[Raw records]
::::::
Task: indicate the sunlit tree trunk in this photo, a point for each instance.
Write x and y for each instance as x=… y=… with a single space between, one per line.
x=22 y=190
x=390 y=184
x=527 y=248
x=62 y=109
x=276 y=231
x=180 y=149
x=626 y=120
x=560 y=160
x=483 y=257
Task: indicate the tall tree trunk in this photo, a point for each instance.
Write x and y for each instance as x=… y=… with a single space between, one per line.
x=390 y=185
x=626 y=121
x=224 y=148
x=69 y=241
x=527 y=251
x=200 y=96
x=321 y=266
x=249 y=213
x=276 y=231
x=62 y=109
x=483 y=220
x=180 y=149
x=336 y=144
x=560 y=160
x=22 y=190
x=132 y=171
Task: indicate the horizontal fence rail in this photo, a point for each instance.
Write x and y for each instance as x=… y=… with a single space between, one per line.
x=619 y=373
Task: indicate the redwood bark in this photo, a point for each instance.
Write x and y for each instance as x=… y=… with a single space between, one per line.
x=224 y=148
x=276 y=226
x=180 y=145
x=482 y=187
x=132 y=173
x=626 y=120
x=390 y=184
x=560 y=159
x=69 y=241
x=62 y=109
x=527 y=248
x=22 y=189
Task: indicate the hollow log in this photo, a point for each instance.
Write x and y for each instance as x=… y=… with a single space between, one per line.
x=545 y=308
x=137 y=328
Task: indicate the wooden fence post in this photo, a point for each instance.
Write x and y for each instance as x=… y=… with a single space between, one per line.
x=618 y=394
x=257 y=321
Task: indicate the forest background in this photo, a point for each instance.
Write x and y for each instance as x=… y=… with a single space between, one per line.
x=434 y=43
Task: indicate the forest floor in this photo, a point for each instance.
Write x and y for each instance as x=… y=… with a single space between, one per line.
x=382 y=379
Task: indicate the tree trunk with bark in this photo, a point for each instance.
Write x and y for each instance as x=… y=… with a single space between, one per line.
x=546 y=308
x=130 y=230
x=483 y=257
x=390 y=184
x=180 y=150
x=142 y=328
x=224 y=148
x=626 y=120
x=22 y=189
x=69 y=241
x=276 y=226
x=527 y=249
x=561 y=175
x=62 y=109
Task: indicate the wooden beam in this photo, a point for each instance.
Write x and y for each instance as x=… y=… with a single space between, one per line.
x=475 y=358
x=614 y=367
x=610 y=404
::::::
Rewrite every line of the listing above as a Markdown table with two columns, "Row" for the row number and "Text" for the line itself, skipping any blank lines.

| Row | Text |
|---|---|
| 1 | Task: indicate the sunlit tree trunk in this photo, a point for each instance. |
| 2 | Write x and y for each instance as x=… y=… with a single space between, one per line. |
| 3 | x=22 y=190 |
| 4 | x=390 y=184 |
| 5 | x=527 y=248 |
| 6 | x=62 y=109 |
| 7 | x=276 y=231 |
| 8 | x=180 y=149 |
| 9 | x=626 y=120 |
| 10 | x=560 y=160 |
| 11 | x=483 y=257 |
| 12 | Task: indicate the tall tree trunk in this photo, a point for each instance. |
| 13 | Write x and y for each instance as x=… y=… with a single space between, one per line. |
| 14 | x=390 y=185 |
| 15 | x=626 y=121 |
| 16 | x=224 y=148 |
| 17 | x=69 y=241 |
| 18 | x=527 y=251 |
| 19 | x=200 y=96 |
| 20 | x=321 y=266 |
| 21 | x=249 y=213 |
| 22 | x=276 y=231 |
| 23 | x=62 y=109 |
| 24 | x=483 y=220 |
| 25 | x=180 y=149 |
| 26 | x=336 y=144 |
| 27 | x=560 y=160 |
| 28 | x=22 y=190 |
| 29 | x=132 y=171 |
| 30 | Task: indicate the horizontal fence rail in this photo, a point for each instance. |
| 31 | Write x and y for each instance as x=… y=… with a single space between, one per line. |
| 32 | x=619 y=373 |
| 33 | Task: indicate the redwood bark in this photo, a point for each instance. |
| 34 | Write x and y for each instance as x=… y=… with a single space between, one per line. |
| 35 | x=224 y=148 |
| 36 | x=276 y=226 |
| 37 | x=180 y=145 |
| 38 | x=482 y=187 |
| 39 | x=132 y=173 |
| 40 | x=626 y=120 |
| 41 | x=390 y=184 |
| 42 | x=560 y=159 |
| 43 | x=69 y=241 |
| 44 | x=62 y=109 |
| 45 | x=527 y=248 |
| 46 | x=22 y=189 |
| 47 | Task: indicate the hollow log in this photo, a point for each instance. |
| 48 | Write x and y for each instance as x=… y=… with a single space between, one per line. |
| 49 | x=545 y=308 |
| 50 | x=137 y=328 |
| 51 | Task: indicate the wooden fence post in this photo, a point for each instance. |
| 52 | Write x and y for each instance as x=… y=… with a single space between, one per line. |
| 53 | x=618 y=394 |
| 54 | x=257 y=321 |
| 55 | Task: indicate the forest background in this photo, a point for each instance. |
| 56 | Write x and y for each instance as x=… y=… with a single space between, one per line. |
| 57 | x=434 y=43 |
| 58 | Task: indicate the forest floor in this photo, a point for each instance. |
| 59 | Write x and y for each instance as x=… y=… with a single space between, one per line. |
| 60 | x=382 y=379 |
| 61 | Task: indicate the tree trunk with bark in this photo, a point for each instance. |
| 62 | Write x and y for each instance as x=… y=… with a single space between, one per line. |
| 63 | x=546 y=308 |
| 64 | x=130 y=230 |
| 65 | x=483 y=257 |
| 66 | x=390 y=184 |
| 67 | x=180 y=150 |
| 68 | x=142 y=328 |
| 69 | x=224 y=148 |
| 70 | x=626 y=120 |
| 71 | x=22 y=189 |
| 72 | x=69 y=241 |
| 73 | x=276 y=226 |
| 74 | x=527 y=249 |
| 75 | x=561 y=175 |
| 76 | x=62 y=109 |
| 77 | Task: indicate the wooden beam in this photo, a point for each instance. |
| 78 | Write x and y for each instance as x=… y=… with a single space between, one per line. |
| 79 | x=475 y=358 |
| 80 | x=614 y=367 |
| 81 | x=610 y=404 |